New York State Pistol Permits are not issued to out-of-state residents, although New York will issue pistol licenses to part-time residents. New York does not honor licenses or permits from any other states, although some states will recognize New York licenses without a formal agreement.

===Application===

Application for a handgun license is made through an individual's county or major city of primary residence, usually the police or sheriff's department, or a separate licensing authority. In NYC, the licensing authority is the police commissioner. In Nassau and Suffolk counties on Long Island, the licensing officer is the county police commissioner or county sheriff, depending on where one resides. The licensing authority is a county court judge, or more rarely, a supreme court judge. State and FBI criminal records, along with state mental health records, are checked as part of the licensing process. In addition, applicants are required to supply four personal references from individuals unrelated to them by blood or marriage. These individuals may be required to fill out forms, varying in length by county, attesting to the applicant's "good character". The law allows licensing authorities up to six months to process a license.

===Types of licenses and restrictions===

Three types of pistol permits can be issued: possess on premises, a restricted permit limited to target and hunting only, and unrestricted concealed carry. Concealed carry permits may be restricted, but restrictions do not have the force of law. Permits issued outside of NYC are not valid in NYC unless a special license is issued granting validity. On February 5, 2024, a lawsuit challenging New York's laws that ban non-residents from bringing and publicly carrying firearms in the state was filed.

In addition to laws pertaining to the entire state, there are additional laws and statutes pertaining to licensing and permits in some of the major cities of the state. However, NYC is the only place where an individual holding a valid New York State firearm license, obtained outside of NYC, who is traveling through NYC with a firearm must make no stops and must keep the firearm and ammo in separate locked containers that are not immediately accessible by the driver or any passengers during travel.

In New York State, pistol licenses are generally of two types: carry or premises-only. "Premises-only" is the most common license issued in NYC and is "shall-issue." Restrictions can be placed on either of the above types of licenses; for example, many jurisdictions allow handgun license holders to carry handguns only while hunting (i.e., sportsman's license) and/or traveling to and from the range (i.e., target license).
● ● ● ● ● ● ●
> TASKS FOR THIS EXERCISE
[1] In the passage on New York pistol licenses, what purpose do the forms filled out by an applicant's references serve? Answer in one to three sentences.
[2] From the passage on New York pistol licenses, copy the text word for word, starting at "New York State Pistol" and ending at "a formal agreement.".
The records that follow come from a separate source.

> DATA TO EXAMINE
● ● ● ● ● ● ●
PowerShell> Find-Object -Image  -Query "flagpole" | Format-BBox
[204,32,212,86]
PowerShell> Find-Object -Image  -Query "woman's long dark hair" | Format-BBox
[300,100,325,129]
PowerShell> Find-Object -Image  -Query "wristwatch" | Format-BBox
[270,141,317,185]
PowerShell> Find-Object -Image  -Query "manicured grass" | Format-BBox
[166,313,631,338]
● ● ● ● ● ● ●
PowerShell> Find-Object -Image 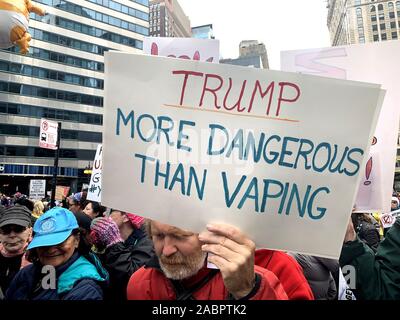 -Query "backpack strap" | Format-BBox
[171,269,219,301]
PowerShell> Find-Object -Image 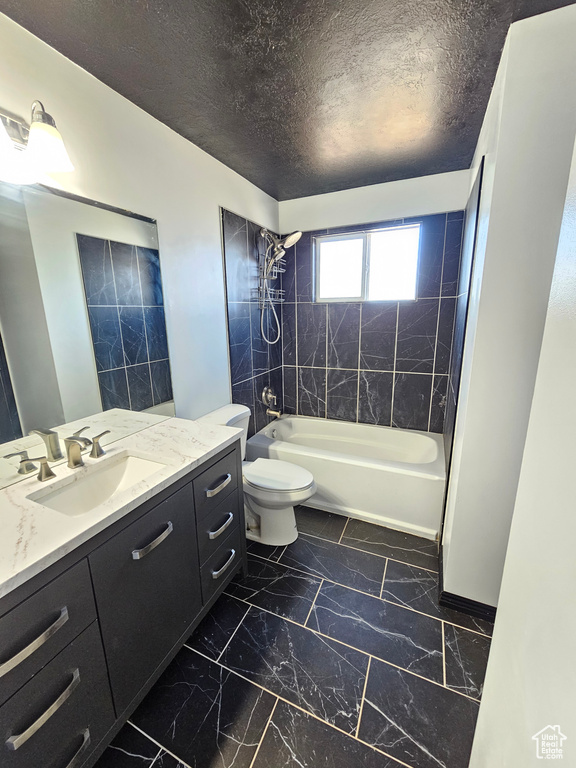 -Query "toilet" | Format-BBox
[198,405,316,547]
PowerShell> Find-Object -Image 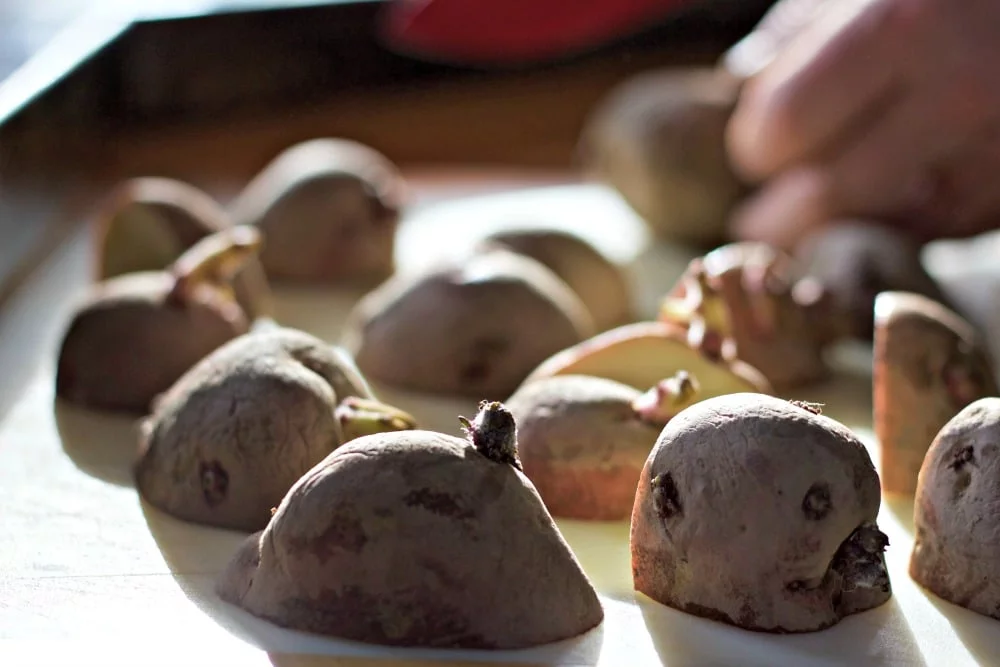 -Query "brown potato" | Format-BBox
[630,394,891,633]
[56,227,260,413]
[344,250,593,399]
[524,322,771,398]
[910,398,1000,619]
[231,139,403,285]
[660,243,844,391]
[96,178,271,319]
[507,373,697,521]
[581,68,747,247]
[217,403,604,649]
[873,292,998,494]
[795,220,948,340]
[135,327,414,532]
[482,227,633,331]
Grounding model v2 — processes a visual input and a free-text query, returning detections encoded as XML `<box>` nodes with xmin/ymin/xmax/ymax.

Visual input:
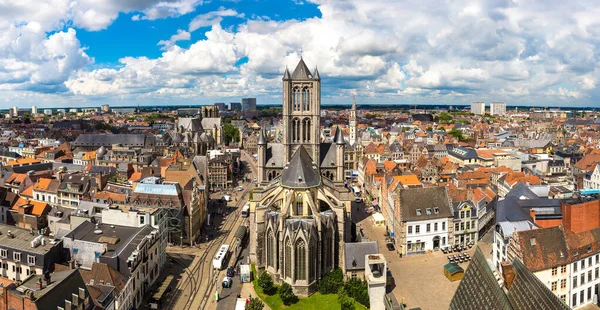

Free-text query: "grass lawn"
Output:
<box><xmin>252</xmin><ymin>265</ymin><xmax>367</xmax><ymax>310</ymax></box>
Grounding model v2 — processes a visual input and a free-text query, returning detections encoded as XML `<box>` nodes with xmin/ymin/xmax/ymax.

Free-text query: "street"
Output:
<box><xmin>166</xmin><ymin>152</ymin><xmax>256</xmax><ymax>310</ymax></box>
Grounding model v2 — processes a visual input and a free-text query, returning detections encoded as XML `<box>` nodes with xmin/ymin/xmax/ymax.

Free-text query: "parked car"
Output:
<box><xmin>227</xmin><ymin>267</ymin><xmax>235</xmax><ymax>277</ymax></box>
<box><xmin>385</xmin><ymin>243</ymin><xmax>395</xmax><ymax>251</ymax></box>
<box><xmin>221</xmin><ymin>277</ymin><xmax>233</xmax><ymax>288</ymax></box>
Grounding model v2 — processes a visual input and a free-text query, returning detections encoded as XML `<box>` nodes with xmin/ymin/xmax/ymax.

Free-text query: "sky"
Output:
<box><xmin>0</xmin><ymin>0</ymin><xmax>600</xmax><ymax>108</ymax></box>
● ● ● ● ● ● ●
> COMPLETED EXERCISE
[1] The forms serve to attest to the applicant's "good character." They are filled out by the four required personal references, who must be unrelated to the applicant by blood or marriage, and their length varies by county.

[2]
New York State Pistol Permits are not issued to out-of-state residents, although New York will issue pistol licenses to part-time residents. New York does not honor licenses or permits from any other states, although some states will recognize New York licenses without a formal agreement.